# Start of DATA PROVIDED

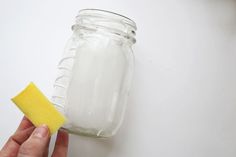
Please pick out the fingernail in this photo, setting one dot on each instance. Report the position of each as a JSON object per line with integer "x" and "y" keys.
{"x": 41, "y": 131}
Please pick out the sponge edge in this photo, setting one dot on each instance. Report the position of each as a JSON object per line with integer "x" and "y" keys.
{"x": 38, "y": 108}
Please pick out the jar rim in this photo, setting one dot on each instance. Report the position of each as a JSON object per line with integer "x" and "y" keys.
{"x": 105, "y": 13}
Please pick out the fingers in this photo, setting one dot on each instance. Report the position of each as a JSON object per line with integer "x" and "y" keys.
{"x": 36, "y": 144}
{"x": 61, "y": 145}
{"x": 25, "y": 123}
{"x": 12, "y": 146}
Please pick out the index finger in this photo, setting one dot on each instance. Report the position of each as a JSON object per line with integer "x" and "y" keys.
{"x": 25, "y": 123}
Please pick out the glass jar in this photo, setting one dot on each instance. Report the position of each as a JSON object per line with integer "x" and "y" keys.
{"x": 95, "y": 73}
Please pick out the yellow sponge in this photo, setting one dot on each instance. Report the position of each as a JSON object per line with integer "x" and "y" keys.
{"x": 38, "y": 108}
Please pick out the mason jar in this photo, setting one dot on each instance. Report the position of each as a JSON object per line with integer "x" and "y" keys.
{"x": 95, "y": 73}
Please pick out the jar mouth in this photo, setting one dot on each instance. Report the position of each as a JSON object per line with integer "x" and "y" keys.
{"x": 103, "y": 19}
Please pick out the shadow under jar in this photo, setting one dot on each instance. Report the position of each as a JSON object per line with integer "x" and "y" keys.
{"x": 95, "y": 73}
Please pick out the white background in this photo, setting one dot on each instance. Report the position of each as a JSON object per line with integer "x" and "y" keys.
{"x": 183, "y": 100}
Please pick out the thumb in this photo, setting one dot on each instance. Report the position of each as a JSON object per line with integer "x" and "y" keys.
{"x": 36, "y": 144}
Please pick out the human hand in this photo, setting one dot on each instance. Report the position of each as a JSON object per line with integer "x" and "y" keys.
{"x": 29, "y": 141}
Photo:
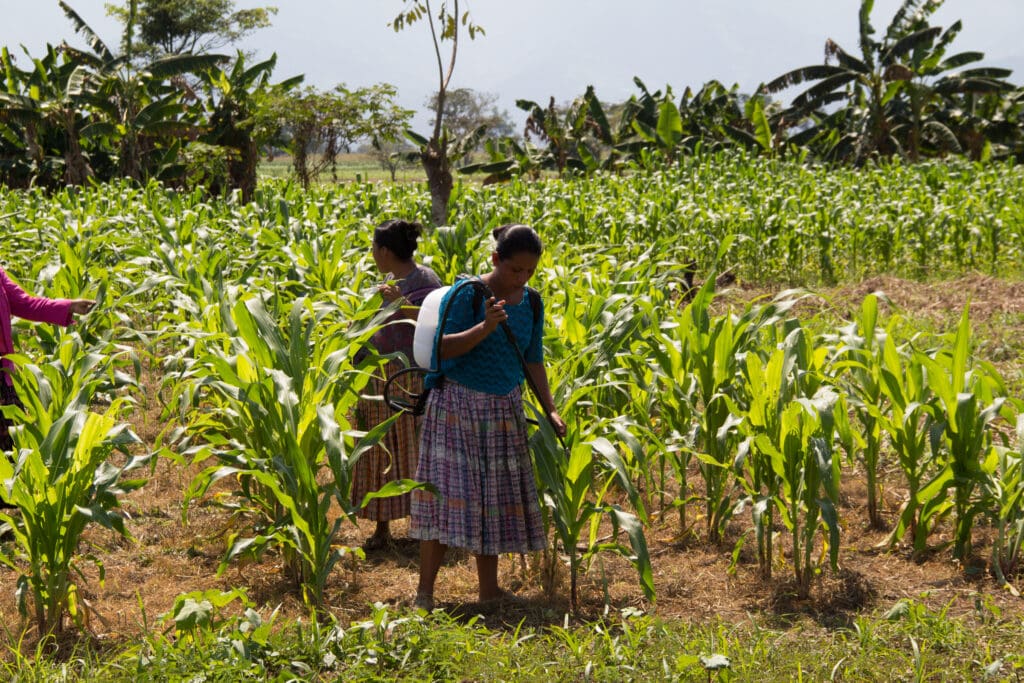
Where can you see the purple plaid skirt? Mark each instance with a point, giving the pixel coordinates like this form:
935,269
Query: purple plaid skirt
473,449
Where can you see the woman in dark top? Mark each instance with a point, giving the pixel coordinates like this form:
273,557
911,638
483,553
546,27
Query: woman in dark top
395,458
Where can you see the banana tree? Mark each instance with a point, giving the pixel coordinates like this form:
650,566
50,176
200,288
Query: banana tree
137,109
889,105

# End of DATA PROVIDED

* GIVEN EXERCISE *
Leave the pictures out, and print every line of the listing exactly as written.

* SOLUTION TO THIS PROBLEM *
Please pick out the fingernail in this photo, setting one dot on each instance. Report the position of each as a JSON object per line with integer "x" and "y" keys.
{"x": 41, "y": 131}
Please pick out the sponge edge in this photo, setting one dot on each instance. Report the position of each as a JSON object per line with integer "x" and "y" keys.
{"x": 38, "y": 108}
Please pick out the jar rim in this photo, setting one dot on each instance. Report the position of each as a JSON object per line with integer "x" and "y" keys.
{"x": 105, "y": 13}
Please pick out the fingers in this photo, setting one dot on each instance. Report the position of each as a JSON object per line with integer "x" and "y" keys.
{"x": 36, "y": 144}
{"x": 61, "y": 145}
{"x": 25, "y": 123}
{"x": 12, "y": 146}
Please pick out the index finger in this photo, setting one dot on each instance. Report the position of each as a JSON object per line with integer "x" and "y" keys.
{"x": 25, "y": 123}
Please pick out the glass jar in this photo, setting one dot on each instance. Report the position of each as a JSON object per line with integer "x" and "y" keys.
{"x": 95, "y": 73}
Please pick out the yellow sponge in this photo, setting one dot on each instance. Report the position of each as a JSON object per line with integer "x" and "y" keys.
{"x": 38, "y": 108}
Please pick out the mason jar in this photo, setting one dot on each instance. Report the position of each as a JSON object per line with integer "x" and "y" keys.
{"x": 95, "y": 73}
Please pick out the jar mouth in this photo, setting one dot on each instance. Report the position of each as a JSON object per line with integer "x" and "y" keys.
{"x": 103, "y": 19}
Please pick out the shadow under jar in this photo, setting one dot on each instance. Report the position of each as a JSON object per line with integer "x" and "y" keys.
{"x": 95, "y": 73}
Please pick out the white background in this photo, setting one dot on each instance. Report the position of each as a JSON object per line with integer "x" and "y" keys.
{"x": 183, "y": 100}
Please pick out the thumb in this photo, setting one dot on each instance. Report the position of each as a JSON object per line with integer "x" and "y" keys.
{"x": 36, "y": 144}
Please pick out the human hand in this photo, setting one dot on each instance. Report the position of each as a JSON object per line with integer "x" and "y" keys.
{"x": 29, "y": 141}
Photo:
Where can you see the purple plaid skirt? Mark each instance with a point, giving the pixel coordinates like this form:
935,269
Query: purple plaid skirt
473,449
Where can you see the woman in dark top? Mark each instance with a point, giving the pixel coordinates like this form:
273,557
911,638
483,553
546,27
Query: woman in dark top
395,458
Where can you see the banana tree? Mark each instance with a point, giving the pixel coordinates like this form:
650,566
50,176
200,288
Query: banana tree
137,109
889,105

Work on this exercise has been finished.